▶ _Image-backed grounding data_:
=====
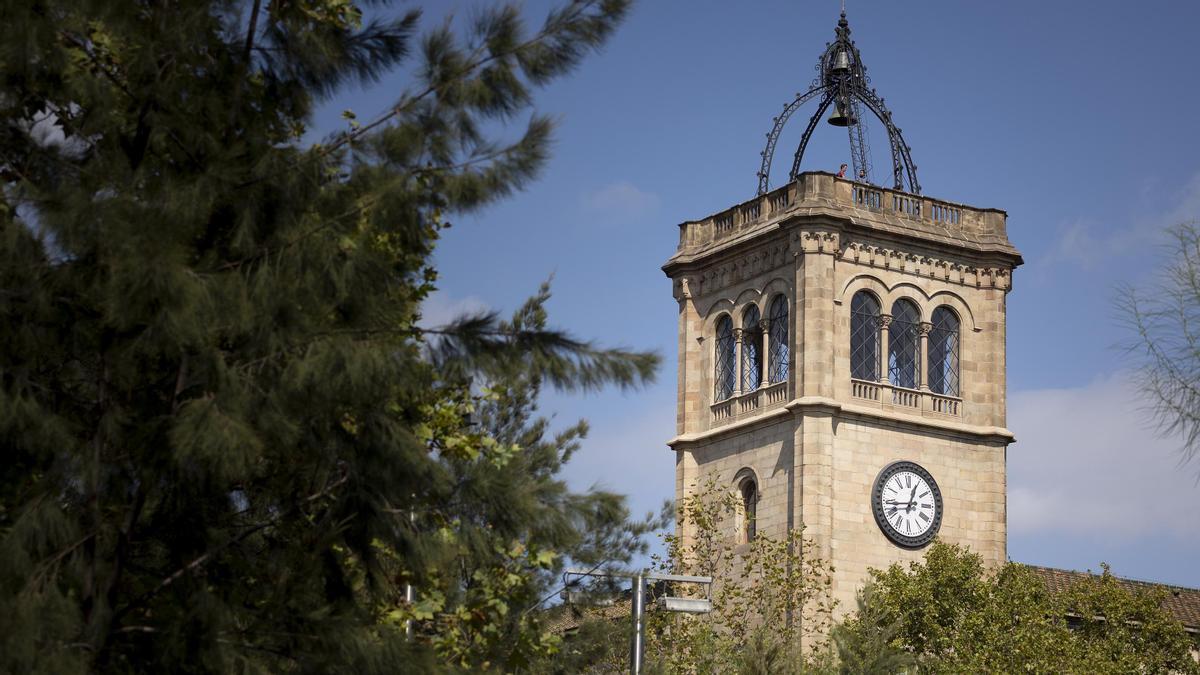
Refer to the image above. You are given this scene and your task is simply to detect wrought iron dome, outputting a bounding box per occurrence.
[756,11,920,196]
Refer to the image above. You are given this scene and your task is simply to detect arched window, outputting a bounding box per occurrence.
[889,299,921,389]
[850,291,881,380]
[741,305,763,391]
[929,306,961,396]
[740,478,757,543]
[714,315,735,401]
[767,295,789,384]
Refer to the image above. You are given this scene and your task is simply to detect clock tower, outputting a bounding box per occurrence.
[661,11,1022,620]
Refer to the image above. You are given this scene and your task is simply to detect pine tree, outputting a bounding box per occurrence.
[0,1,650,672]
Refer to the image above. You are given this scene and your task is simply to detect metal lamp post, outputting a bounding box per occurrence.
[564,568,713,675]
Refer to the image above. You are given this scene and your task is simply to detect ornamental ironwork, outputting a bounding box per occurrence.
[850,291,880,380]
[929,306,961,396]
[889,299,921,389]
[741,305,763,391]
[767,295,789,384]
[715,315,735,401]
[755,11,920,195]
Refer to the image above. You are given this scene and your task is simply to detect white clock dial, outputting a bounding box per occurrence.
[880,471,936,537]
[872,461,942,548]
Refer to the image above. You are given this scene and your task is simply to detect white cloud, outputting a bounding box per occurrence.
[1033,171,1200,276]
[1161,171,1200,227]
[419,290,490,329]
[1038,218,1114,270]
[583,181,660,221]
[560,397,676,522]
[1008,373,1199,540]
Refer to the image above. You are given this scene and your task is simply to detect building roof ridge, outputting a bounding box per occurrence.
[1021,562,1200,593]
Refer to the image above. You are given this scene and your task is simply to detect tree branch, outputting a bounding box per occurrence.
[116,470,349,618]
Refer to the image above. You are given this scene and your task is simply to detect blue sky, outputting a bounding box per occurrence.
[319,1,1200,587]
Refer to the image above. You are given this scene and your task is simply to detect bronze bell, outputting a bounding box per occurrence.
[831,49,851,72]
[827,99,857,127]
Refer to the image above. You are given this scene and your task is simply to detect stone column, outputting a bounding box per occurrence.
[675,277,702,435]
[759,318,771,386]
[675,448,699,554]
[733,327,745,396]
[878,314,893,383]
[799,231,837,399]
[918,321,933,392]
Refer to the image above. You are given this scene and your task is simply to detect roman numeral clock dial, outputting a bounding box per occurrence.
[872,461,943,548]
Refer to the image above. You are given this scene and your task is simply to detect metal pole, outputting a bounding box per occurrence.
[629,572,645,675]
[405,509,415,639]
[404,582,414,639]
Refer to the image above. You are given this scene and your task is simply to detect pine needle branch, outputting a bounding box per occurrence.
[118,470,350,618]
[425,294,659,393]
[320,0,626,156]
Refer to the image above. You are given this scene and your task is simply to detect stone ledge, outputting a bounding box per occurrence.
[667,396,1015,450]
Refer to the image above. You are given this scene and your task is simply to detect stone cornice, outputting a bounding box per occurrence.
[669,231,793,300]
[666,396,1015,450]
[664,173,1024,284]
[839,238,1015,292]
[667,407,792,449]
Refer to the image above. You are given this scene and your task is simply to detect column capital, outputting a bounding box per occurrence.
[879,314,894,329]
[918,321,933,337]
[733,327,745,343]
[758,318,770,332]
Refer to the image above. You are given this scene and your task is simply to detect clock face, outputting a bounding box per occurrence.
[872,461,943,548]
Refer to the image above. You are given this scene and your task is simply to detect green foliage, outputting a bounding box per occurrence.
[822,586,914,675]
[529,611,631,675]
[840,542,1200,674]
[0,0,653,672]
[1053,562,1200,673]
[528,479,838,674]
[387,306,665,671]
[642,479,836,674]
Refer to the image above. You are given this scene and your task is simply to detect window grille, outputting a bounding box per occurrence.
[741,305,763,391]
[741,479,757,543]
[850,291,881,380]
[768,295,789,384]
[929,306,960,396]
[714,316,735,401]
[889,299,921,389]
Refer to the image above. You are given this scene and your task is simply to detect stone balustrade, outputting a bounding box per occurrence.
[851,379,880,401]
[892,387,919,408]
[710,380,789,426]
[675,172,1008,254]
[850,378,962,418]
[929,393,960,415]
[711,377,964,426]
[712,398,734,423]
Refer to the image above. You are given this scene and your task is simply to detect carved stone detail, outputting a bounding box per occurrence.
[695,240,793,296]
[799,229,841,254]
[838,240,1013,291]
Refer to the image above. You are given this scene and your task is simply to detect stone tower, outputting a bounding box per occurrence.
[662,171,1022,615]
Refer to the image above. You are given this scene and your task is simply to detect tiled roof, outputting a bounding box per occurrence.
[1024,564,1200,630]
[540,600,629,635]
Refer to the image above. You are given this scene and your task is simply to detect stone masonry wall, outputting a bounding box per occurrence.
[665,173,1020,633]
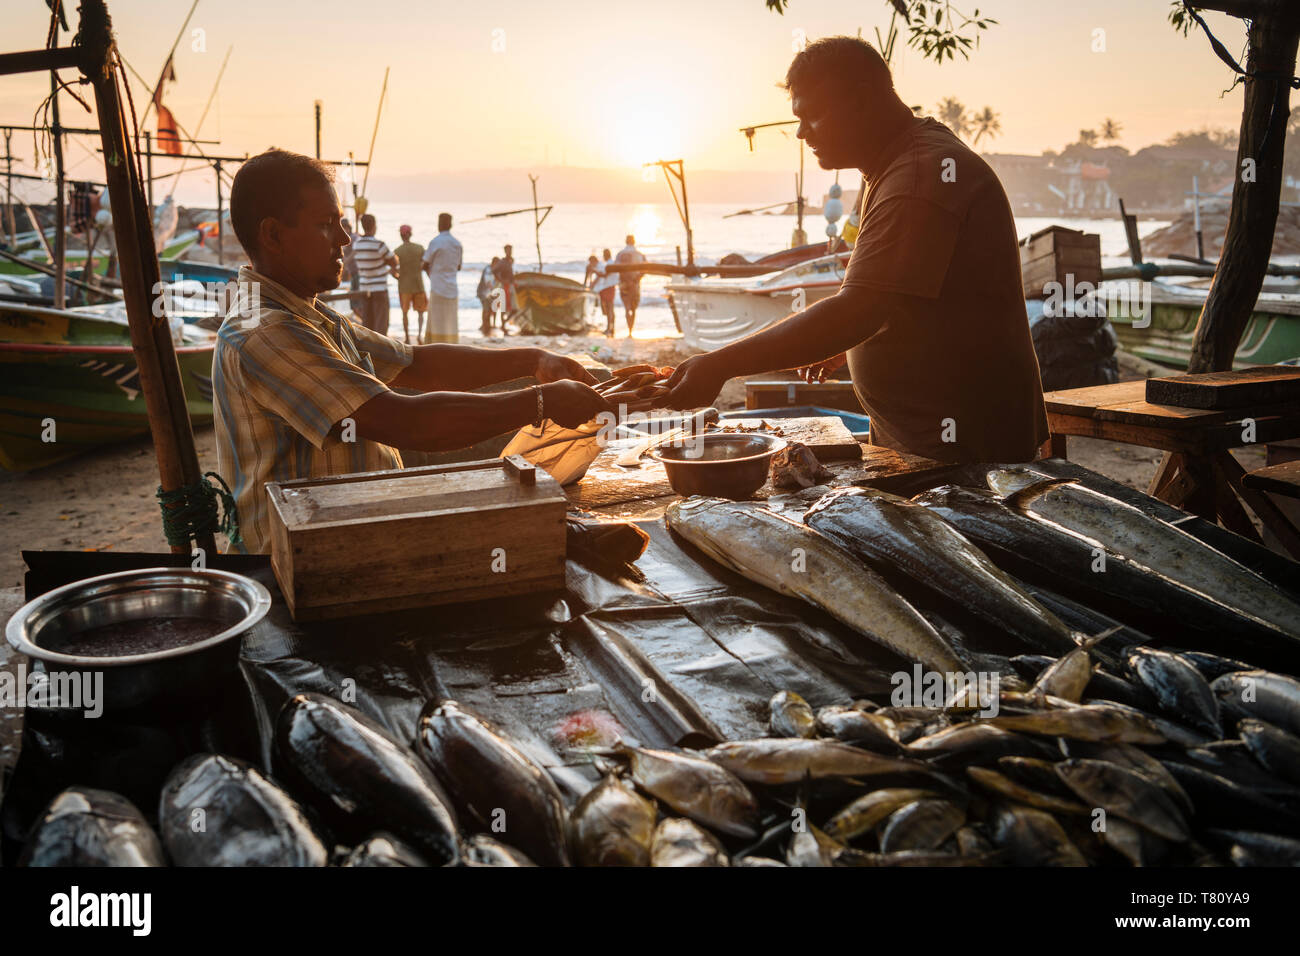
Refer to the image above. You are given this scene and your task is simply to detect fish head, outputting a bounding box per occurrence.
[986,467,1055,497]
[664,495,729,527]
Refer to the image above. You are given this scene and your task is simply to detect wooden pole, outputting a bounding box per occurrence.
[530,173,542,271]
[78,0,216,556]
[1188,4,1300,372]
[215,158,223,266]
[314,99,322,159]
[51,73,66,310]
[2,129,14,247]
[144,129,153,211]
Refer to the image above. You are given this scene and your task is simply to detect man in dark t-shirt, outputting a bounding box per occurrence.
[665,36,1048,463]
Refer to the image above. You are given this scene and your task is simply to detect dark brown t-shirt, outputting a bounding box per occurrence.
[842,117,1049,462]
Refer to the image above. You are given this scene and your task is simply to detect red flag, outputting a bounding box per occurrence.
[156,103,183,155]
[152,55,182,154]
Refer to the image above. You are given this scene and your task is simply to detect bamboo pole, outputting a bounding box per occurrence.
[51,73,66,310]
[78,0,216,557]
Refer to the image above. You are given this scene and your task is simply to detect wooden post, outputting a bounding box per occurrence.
=====
▶ _Aim of the exercise_: Would you retype every record above exactly, leaving out the pictures?

▶ _Completed task_:
Refer to the image above. You are given this scene and your task is simply to detect wrought iron dome, outputting a bounding box per occurrence.
[756,11,920,196]
Refer to the image above. You are given this scene and your task is simply to detect arched window, outputting a bounding box per occurrence.
[889,299,921,389]
[850,291,881,380]
[741,305,763,391]
[929,306,961,396]
[740,478,757,543]
[714,315,735,401]
[767,295,789,384]
Refer to the image above. You are given this scene and your task is simply to detect clock tower, outputting a bounding box per occurrence.
[661,11,1022,620]
Refer to the image above. You are given this scene and your task is simply to detect pine tree, outputting a bounding box per occurrence.
[0,1,650,672]
Refer to the image above. You are given this scene and your task is simply to detect metal lamp post, outputting a bounding box per occurrence.
[564,568,713,675]
Refer to the image above. You are given this scene and your task is simply to detect ornamental ironwork, outputting a bounding box per occurrence.
[850,291,880,380]
[929,306,961,396]
[889,299,921,389]
[741,305,763,391]
[767,295,789,384]
[715,315,735,401]
[755,11,920,195]
Refer to the image above. You are given this scene and your task is simply to detect white clock dial, outputting a bounding box per occurrence.
[880,471,936,537]
[872,461,942,548]
Refer to the image above. You are given this scene and your task is simply to detect white cloud, outputting a bounding box per occurrence.
[1033,171,1200,276]
[1161,171,1200,227]
[419,290,490,329]
[1038,218,1114,270]
[583,181,660,221]
[560,397,676,522]
[1008,373,1199,540]
Refer to the image above. You are given this scene and your task is simply to detect building roof ridge, outputting a bounding box per occurrence.
[1021,562,1200,593]
Refer to the image above. You are given this scene and your task is simply to detect tree branch, outputting a bounding box per occurrence.
[116,470,349,618]
Refer to the image above. You are given this scene and your task is simply to detect blue sky, outputting a bounding box per occurrence.
[319,1,1200,587]
Refer to the image above. You are given this scene and your task is simply to detect bronze bell, outputting a bounding box per occurrence.
[831,49,851,72]
[827,99,857,127]
Refer to the image above. You are given this scene and your task is simply to detect stone column, outputting a bounding box per occurrence.
[675,277,702,435]
[759,318,771,386]
[675,448,699,554]
[733,327,745,396]
[878,314,893,383]
[799,231,837,399]
[918,321,933,392]
Refer to the image above. You are given this scene and your task is simply to detect roman numeral clock dial, outputting a bounding box per occurrence.
[872,461,943,548]
Refer to the image above. You are given this scene and your task is simply to detect metal pole, outputting a bounding box per occurrence.
[629,572,645,675]
[405,509,415,639]
[404,582,414,639]
Refer to the image above. You are given this scene and your task is simply to detect pine needle branch, outputting a bounding box per occurrence.
[118,470,350,618]
[425,294,659,393]
[320,0,626,156]
Refer to the image above. You are given this scene and your task is simply to detect stone ledge, outputting a bounding box per occurrence.
[667,396,1015,450]
Refer to the image above. You are given this scene and your task is simply to detect stone cornice, outputting a bounding box per occurrence.
[669,231,793,300]
[666,396,1015,450]
[664,173,1024,284]
[839,238,1015,292]
[667,407,792,449]
Refer to the image above. You are given this scene and your task is simply to detect column capital, outputting a bounding box per occurrence.
[879,314,894,329]
[918,321,933,337]
[733,327,745,343]
[758,318,770,332]
Refer to the image above. You are given this scene and your task is simply to detect clock face, outputting a bounding box per occurrence.
[872,461,943,548]
Refer to the image above. You are given this scene and your task is simply to detect green foliage, outputting a bounding box per occurrence.
[822,586,914,675]
[529,611,631,675]
[840,542,1200,674]
[0,0,653,672]
[1053,562,1200,673]
[528,479,838,674]
[387,306,665,671]
[642,479,836,674]
Refer to the image above. You are given this scene and your task is simply to detect window grille, outputting a bounding box per occurrence.
[741,305,763,391]
[741,479,757,543]
[850,291,881,380]
[768,295,789,384]
[929,306,960,396]
[714,316,735,401]
[889,299,921,389]
Refer to the image above. You are given this scene and your task is simply to detect stone balustrade, outputting a bounding box per occurrence.
[851,379,880,401]
[892,387,919,408]
[710,380,789,426]
[675,172,1008,254]
[850,378,962,418]
[929,393,960,415]
[711,377,964,426]
[712,398,734,423]
Refer to the image above. You are given this scene and your task is simply to detect carved stone detail, outputting a bounding box per occurrence.
[695,240,793,296]
[799,229,841,254]
[838,240,1013,291]
Refer to the image above. You are given this scene and your task is simply to detect stone tower, outputting a bounding box per occurrence.
[662,171,1022,615]
Refer to the image above. You are given this scene and your task is simply to detect tiled roof, outputting a bounding box per occurrence.
[1024,564,1200,630]
[540,600,629,635]
Refer to the image above. You are given this scene and your task is simply to detect stone masonry wall, outputting a bounding box per occurrence.
[665,173,1020,633]
Refer to the image above. You are given this scene and your task is simply to detect fish head, outputting a bounding box per occurrence.
[986,467,1055,497]
[664,495,729,527]
Refer to the image above. You are given this scene and your task is simply to detect wooden pole, outputting a bounding box per occurrence.
[530,173,542,271]
[78,0,216,556]
[1188,4,1300,372]
[215,158,223,266]
[314,99,322,159]
[51,73,66,310]
[2,129,14,247]
[144,129,153,211]
Refer to the image above. You are given this scene and your task is simply to detect man in dark t-shirt, outputting a bounding box per occurrence.
[665,36,1048,463]
Refer to the image above. You are given this scene and your task is simply to detect dark brown t-shirt, outputting a bounding box per occurrence.
[842,117,1049,462]
Refer to the image above. You are given this scene and your task is simply to detect red flag, outputting a bounding box per occurrence.
[156,103,183,155]
[152,55,182,154]
Refer to the image above. You are given this scene and your task is simply to detect bamboo pole, outputting a bounding box per occurrence.
[51,73,66,310]
[78,0,216,557]
Refer to the image above. You are given this scene and your task is simply to detect wooden post, outputting a bounding box per occurrence.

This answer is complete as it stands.